Exercise goal » Reproduce the lines below word for word.

— START Dataset rows —

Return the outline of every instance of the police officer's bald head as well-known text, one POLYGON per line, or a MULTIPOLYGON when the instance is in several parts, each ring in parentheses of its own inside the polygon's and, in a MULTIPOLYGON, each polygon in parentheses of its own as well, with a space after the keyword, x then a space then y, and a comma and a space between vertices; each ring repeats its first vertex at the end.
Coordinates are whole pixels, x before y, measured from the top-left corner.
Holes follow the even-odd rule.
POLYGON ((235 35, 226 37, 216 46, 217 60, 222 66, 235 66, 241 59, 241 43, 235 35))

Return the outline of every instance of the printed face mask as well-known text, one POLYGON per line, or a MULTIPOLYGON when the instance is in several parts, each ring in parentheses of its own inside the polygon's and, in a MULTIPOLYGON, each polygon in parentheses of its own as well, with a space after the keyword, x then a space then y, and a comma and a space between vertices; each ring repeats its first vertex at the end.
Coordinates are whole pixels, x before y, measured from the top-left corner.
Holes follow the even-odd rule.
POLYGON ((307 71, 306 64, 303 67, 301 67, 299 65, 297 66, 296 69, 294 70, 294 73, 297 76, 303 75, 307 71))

— END Dataset rows —

Answer to the problem »
Return the outline of every instance of the police officer's bald head as well-known text, one POLYGON per line, or a MULTIPOLYGON when the instance is in several parts, each ring in parentheses of its own inside the polygon's and, in a MULTIPOLYGON, each polygon in parentheses of its own as well, with a space after the keyword, x then a space then y, and a comma and a space between vertices; each ring repeats its first vertex at the end.
Coordinates are whole pixels, x before y, measured from the top-left corner.
Holes follow the even-odd rule.
POLYGON ((235 35, 226 37, 216 46, 217 60, 222 66, 235 66, 241 59, 241 43, 235 35))

Return the outline of every instance of the printed face mask as well-known text, one POLYGON per line, or a MULTIPOLYGON when the instance is in several parts, each ring in parentheses of its own inside the polygon's and, in a MULTIPOLYGON, each polygon in parentheses of its own as well, with a space after the keyword, x then a space then y, and a comma and a space between vertices; each ring repeats its first vertex at the end.
Coordinates are whole pixels, x before y, measured from the top-left corner.
Holes follow the even-odd rule.
POLYGON ((307 71, 306 64, 303 67, 301 67, 299 65, 297 66, 296 69, 294 70, 294 73, 297 76, 303 75, 307 71))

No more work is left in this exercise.